◆ **Amaç**
Verilen metindeki alıntıya göre Amin Maalouf yirmi yıl önce hangi kitabı yazmış?

◆ **Verilen metin**
========================
​Amin Maalouf, koronaya dair: Umarım bu sarsıntı bizi uyandırır

Amin Maalouf’tan korona sonrası dünyaya dair bir okuma (Getty Images)
Amin Maalouf’tan korona sonrası dünyaya dair bir okuma (Getty Images)
TT

​Amin Maalouf, koronaya dair: Umarım bu sarsıntı bizi uyandırır

Amin Maalouf’tan korona sonrası dünyaya dair bir okuma (Getty Images)
Amin Maalouf’tan korona sonrası dünyaya dair bir okuma (Getty Images)

Rizab Nehar
“Amin Maalouf'un analizlerinden haberdar olmalıyız. Yirmi yıl önce ‘Ölümcül Kimlikler’ ve on yıl önce de ‘Çivisi Çıkmış Dünya’ kitaplarında kaleme aldığı endişeleri, tarihteki önemli olaylara ilişkin önceden bilgi sahibi olmuşçasına görünen sezgisi sayesinde, kehanetlere dönüşüyor.”
========================
◆ **Verilen bilgiler**

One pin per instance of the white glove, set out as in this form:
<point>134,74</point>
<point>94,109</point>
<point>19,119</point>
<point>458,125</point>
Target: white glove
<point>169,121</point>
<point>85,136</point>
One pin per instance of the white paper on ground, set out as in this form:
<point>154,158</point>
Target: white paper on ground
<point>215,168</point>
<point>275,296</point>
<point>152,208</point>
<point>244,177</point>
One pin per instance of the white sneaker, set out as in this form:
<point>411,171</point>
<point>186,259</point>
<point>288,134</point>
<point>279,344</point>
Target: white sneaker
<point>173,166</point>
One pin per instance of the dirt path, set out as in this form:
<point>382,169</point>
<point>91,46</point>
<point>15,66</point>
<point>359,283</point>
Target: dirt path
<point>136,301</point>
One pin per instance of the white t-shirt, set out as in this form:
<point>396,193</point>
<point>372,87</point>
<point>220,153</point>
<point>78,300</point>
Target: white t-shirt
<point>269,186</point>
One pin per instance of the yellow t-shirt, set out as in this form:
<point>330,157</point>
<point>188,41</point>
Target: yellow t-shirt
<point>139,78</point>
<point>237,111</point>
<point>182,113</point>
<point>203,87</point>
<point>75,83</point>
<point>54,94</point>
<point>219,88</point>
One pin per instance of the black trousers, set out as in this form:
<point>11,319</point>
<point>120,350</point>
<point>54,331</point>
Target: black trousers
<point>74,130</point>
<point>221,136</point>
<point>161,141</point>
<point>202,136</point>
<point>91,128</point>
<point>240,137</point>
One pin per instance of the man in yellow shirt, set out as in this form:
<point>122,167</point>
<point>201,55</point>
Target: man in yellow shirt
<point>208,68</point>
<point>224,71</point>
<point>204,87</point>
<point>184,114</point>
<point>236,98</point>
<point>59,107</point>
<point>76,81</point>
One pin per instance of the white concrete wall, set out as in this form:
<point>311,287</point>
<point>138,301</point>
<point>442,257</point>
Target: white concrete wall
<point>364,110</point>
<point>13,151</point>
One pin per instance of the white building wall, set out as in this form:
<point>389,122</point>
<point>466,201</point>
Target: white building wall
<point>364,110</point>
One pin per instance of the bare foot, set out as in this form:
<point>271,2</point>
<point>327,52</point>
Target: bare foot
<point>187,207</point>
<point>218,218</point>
========================
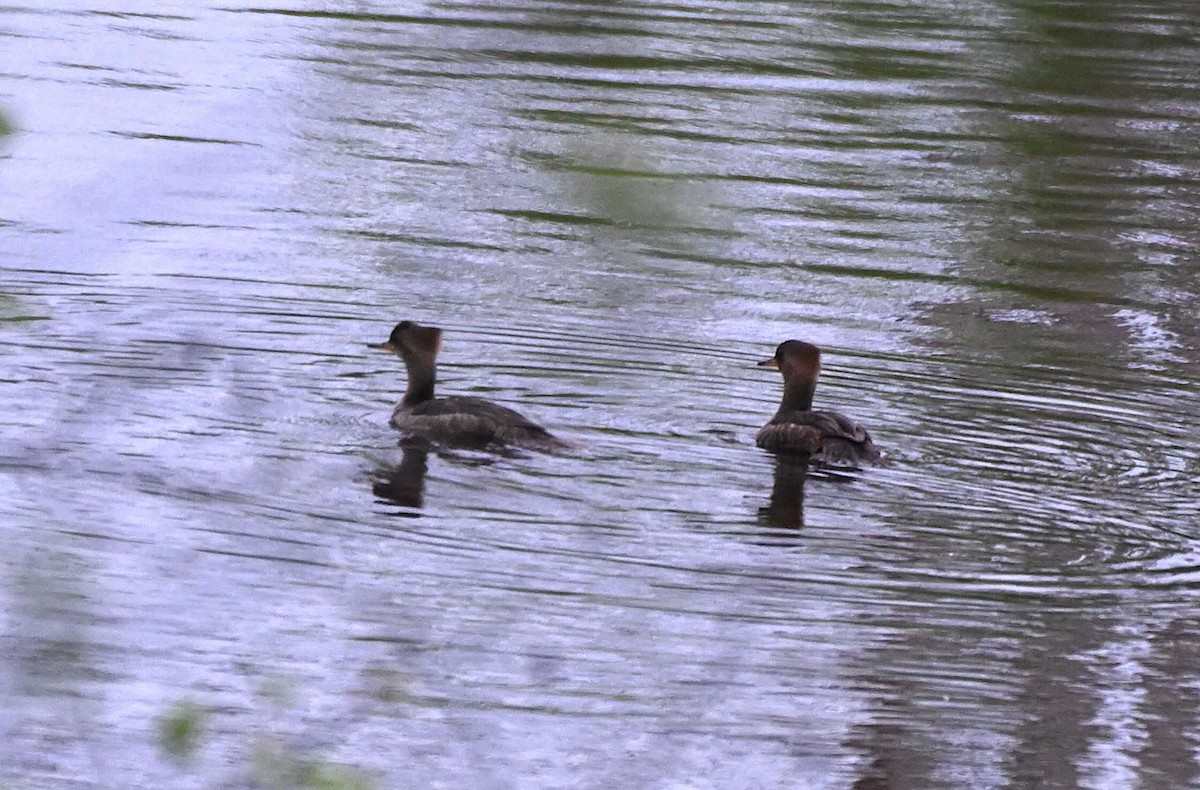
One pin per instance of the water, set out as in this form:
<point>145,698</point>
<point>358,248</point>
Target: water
========================
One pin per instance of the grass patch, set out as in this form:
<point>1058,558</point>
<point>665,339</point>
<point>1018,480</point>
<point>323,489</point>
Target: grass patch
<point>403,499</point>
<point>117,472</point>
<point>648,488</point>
========================
◆ **Beklenen cevap**
Ölümcül Kimlikler